INSTRUCTION A = Return the entries below exactly, covering the stretch from the first line of the entries through the line that contains "x=267 y=215", with both ends included.
****************
Using brms
for parameter estimation: A walkthrough
I am using the native pipe
operator, which is new to R 4.10. This pipe operator is written as a |
followed by a >
. In this document, the operator is printed as |>
, due to the fact that I am using font ligatures. If the pipe doesn’t work for you, simply replace it with the older pipe %>%
In this post, I’ll show how to use brms
to infer the means of two independent normally distributed samples. I’ll try to follow the steps illustrated in the previous post on a principled Bayesian workflow.
First, we’ll generate two independent normally distributed samples. These will correspond to two levels of a grouping variable, so let’s call them group A and group B.
Group A will have a mean \(\mu_A = 20\) and a standard deviation \(\sigma_A = 2\), whereas group B have have the parameters \(\mu_B = 16\) and \(\sigma_B = 1.5\).
mean_a <- 20.0
sigma_a <- 2.0
mean_b <- 16.0
sigma_b <- 1.5
true_params <- tribble(~Group, ~Mean, ~SD,
"A", mean_a, sigma_a,
"B", mean_b, sigma_b)
true_params |>
kableExtra::kbl() |>
kableExtra::kable_paper("hover", full_width = T)
Group | Mean | SD |
A | 20 | 2.0 |
B | 16 | 1.5 |
We now draw 10 observations for each group.
Since we know the true values that generated the data, we know whether we will be able to successfully recover them. Of course, the sample means and standard deviations will differ slightly from the true values.
****************
INSTRUCTION B = Retype the stretch of the brms walkthrough from "First, we’ll generate" through "and group B." with no changes.
****************
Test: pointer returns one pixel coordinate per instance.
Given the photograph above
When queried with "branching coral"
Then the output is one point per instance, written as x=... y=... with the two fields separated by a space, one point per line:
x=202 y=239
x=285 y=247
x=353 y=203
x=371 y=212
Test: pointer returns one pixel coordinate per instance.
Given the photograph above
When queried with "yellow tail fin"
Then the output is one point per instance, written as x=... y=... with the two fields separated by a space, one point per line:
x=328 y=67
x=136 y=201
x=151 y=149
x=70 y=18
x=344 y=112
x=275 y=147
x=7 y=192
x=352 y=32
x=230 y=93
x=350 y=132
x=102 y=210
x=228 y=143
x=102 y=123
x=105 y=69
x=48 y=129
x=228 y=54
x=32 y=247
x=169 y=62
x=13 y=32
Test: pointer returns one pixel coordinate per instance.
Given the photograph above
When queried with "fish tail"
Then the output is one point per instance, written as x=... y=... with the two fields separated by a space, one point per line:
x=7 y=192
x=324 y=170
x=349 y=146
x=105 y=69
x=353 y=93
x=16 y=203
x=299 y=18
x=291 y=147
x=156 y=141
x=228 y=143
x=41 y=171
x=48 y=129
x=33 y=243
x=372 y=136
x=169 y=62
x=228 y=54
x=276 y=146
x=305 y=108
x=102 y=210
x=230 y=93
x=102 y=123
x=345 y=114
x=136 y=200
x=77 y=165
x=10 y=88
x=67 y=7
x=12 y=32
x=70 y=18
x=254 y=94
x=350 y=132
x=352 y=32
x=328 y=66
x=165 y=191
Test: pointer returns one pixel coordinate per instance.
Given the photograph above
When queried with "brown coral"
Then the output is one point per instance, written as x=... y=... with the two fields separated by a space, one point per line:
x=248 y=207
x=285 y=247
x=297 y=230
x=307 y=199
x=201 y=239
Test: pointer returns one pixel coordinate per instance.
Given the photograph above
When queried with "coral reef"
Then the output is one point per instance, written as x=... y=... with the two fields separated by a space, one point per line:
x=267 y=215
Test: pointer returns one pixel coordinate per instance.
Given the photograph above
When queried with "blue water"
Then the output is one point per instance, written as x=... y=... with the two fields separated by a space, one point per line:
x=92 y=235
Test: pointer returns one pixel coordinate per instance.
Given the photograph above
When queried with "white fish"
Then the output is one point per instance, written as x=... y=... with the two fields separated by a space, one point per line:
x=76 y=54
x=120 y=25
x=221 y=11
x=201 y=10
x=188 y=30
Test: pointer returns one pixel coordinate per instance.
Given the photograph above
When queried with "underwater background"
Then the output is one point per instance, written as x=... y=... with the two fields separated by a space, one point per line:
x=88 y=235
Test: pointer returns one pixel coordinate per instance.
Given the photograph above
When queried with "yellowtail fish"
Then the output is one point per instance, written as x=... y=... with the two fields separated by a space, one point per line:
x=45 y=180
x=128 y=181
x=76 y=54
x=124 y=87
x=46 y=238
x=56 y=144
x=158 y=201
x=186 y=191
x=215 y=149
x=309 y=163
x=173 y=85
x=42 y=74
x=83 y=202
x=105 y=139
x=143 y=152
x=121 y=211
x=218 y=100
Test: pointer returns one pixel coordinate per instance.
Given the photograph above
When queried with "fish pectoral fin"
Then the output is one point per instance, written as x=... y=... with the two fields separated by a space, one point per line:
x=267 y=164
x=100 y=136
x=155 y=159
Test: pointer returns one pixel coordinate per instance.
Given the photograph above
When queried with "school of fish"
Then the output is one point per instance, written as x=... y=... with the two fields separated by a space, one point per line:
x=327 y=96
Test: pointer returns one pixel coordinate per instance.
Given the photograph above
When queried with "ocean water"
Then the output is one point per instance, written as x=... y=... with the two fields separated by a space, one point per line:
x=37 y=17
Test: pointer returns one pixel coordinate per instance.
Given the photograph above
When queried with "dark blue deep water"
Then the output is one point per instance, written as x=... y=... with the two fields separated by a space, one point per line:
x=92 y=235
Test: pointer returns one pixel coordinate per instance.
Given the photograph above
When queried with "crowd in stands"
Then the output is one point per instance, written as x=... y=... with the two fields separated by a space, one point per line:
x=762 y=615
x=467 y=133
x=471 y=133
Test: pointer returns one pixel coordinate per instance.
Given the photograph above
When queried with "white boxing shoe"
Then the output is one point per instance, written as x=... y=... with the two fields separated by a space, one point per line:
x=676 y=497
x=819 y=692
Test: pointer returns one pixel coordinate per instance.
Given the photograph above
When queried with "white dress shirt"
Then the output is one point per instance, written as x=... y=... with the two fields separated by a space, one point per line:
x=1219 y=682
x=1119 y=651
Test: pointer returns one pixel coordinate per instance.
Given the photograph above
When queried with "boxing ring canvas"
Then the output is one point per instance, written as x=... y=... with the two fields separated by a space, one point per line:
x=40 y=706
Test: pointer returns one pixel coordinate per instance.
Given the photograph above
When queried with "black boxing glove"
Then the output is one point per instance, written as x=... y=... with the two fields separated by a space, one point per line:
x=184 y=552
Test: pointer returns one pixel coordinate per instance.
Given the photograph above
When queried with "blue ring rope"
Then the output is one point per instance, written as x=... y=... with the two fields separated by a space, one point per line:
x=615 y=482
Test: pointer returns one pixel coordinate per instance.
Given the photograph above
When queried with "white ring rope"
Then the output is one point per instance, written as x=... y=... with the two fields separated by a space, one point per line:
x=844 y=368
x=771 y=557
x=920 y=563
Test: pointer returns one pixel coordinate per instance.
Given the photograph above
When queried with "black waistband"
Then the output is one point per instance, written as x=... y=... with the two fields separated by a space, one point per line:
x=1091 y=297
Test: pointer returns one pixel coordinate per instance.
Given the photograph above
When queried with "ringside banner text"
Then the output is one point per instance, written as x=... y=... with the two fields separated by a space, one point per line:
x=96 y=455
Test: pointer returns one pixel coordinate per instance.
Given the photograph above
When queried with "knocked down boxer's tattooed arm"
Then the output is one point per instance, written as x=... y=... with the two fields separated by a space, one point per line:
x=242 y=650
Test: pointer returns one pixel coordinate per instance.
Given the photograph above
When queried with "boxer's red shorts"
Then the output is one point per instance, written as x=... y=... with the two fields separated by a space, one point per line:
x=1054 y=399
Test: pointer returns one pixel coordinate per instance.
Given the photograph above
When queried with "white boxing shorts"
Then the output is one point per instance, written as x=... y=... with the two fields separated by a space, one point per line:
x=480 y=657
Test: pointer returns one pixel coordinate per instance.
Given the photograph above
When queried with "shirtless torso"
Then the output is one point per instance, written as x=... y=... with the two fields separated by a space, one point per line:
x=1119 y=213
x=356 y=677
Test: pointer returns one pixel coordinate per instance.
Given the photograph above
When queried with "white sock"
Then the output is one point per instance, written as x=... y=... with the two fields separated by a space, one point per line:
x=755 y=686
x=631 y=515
****************
CORRECT RESULT A =
Test: pointer returns one pixel coordinate per instance.
Given the photograph above
When queried with "branching coral"
Then the output is one point per instance, written as x=... y=... with the two fields separated by a space, one point per line:
x=202 y=239
x=285 y=247
x=353 y=203
x=371 y=212
Test: pointer returns one pixel coordinate per instance.
Given the photograph above
When queried with "yellow tail fin"
Then the output is one point per instance, written as x=... y=... with the two fields separated by a space, one point per line:
x=328 y=67
x=136 y=201
x=151 y=149
x=70 y=18
x=344 y=112
x=275 y=147
x=7 y=192
x=352 y=32
x=230 y=93
x=350 y=132
x=102 y=210
x=228 y=143
x=102 y=123
x=105 y=69
x=48 y=129
x=228 y=54
x=32 y=247
x=169 y=62
x=13 y=32
Test: pointer returns one pixel coordinate per instance.
Given the photograph above
When queried with "fish tail"
Then the output is one point per instance, written as x=... y=... with the two fields separated by a space, one point per line:
x=7 y=192
x=324 y=170
x=349 y=146
x=105 y=69
x=353 y=93
x=16 y=203
x=299 y=18
x=291 y=147
x=156 y=141
x=228 y=143
x=41 y=171
x=48 y=129
x=33 y=243
x=372 y=136
x=169 y=62
x=228 y=54
x=276 y=146
x=305 y=108
x=102 y=210
x=230 y=93
x=102 y=123
x=345 y=114
x=136 y=200
x=77 y=165
x=10 y=88
x=67 y=7
x=12 y=32
x=70 y=18
x=254 y=94
x=350 y=132
x=352 y=32
x=328 y=66
x=165 y=191
Test: pointer returns one pixel coordinate per instance.
Given the photograph above
When queried with "brown coral"
Then the output is one point per instance, written as x=... y=... with the two fields separated by a space, one point per line:
x=248 y=207
x=285 y=247
x=297 y=230
x=307 y=199
x=201 y=239
Test: pointer returns one pixel coordinate per instance.
Given the photograph above
When queried with "coral reef"
Then the output is one point per instance, written as x=... y=... with the two fields separated by a space, one point per line:
x=267 y=215

CORRECT RESULT B =
First, we’ll generate two independent normally distributed samples. These will correspond to two levels of a grouping variable, so let’s call them group A and group B.